TASK GOAL: Write out exactly the lines below that run from the line containing "Target: person in yellow top" through the last line of the records.

**** RECORDS SUPPLIED ****

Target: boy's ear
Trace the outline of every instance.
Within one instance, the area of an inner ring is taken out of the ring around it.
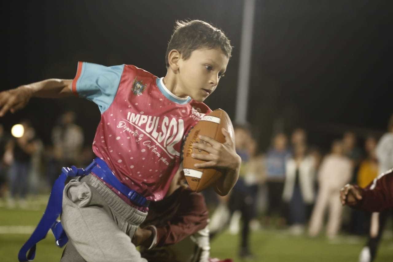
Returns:
[[[173,72],[176,72],[179,70],[179,61],[181,57],[181,54],[176,49],[172,49],[168,54],[169,67]]]

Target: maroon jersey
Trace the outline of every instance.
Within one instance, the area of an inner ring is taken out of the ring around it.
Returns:
[[[152,203],[142,227],[153,225],[153,247],[176,244],[208,225],[209,214],[202,194],[180,187],[162,200]]]
[[[364,189],[360,201],[354,207],[379,212],[393,207],[393,169],[382,173]]]

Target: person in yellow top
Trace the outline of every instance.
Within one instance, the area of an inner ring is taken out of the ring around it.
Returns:
[[[367,157],[360,164],[358,172],[358,185],[363,188],[367,186],[378,175],[378,162],[375,153],[376,140],[369,137],[366,139],[365,148]]]

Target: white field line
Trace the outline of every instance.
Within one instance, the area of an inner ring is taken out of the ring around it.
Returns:
[[[29,234],[35,229],[35,226],[0,226],[0,234]]]

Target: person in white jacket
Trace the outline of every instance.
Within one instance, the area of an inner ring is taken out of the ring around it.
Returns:
[[[329,208],[326,234],[329,238],[336,236],[340,229],[343,207],[340,201],[340,189],[349,182],[352,165],[343,155],[342,142],[333,143],[332,153],[324,159],[318,174],[319,191],[311,215],[309,234],[316,236],[322,227],[323,215]]]
[[[303,233],[308,207],[314,201],[315,161],[306,152],[305,144],[296,144],[293,157],[285,165],[283,199],[288,204],[290,230],[294,234]]]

****

OUTPUT:
Target: person in yellow top
Trace the outline of every instance.
Within one instance, the area of an inner ring is taken out of the ring around it.
Returns:
[[[367,157],[360,164],[358,172],[358,185],[363,188],[367,186],[378,175],[378,162],[375,153],[376,140],[369,137],[366,139],[365,148]]]

Target: white field line
Trace the outline of every instance.
Within one instance, the area of an inner ring is taken out of the ring around it.
Returns:
[[[29,234],[35,229],[35,226],[0,226],[0,234]]]

Target: person in white jacket
Trace the outline of every instance.
Within one instance, the area of an inner ring is taken out of the ring around it.
Returns:
[[[329,208],[326,234],[329,238],[336,236],[340,229],[343,207],[340,201],[340,189],[349,182],[352,165],[343,155],[342,142],[333,143],[332,153],[324,159],[318,174],[319,191],[311,215],[309,234],[316,236],[322,227],[323,215]]]
[[[303,233],[308,207],[314,201],[315,161],[306,152],[305,144],[296,144],[293,157],[285,165],[283,199],[288,204],[290,230],[294,234]]]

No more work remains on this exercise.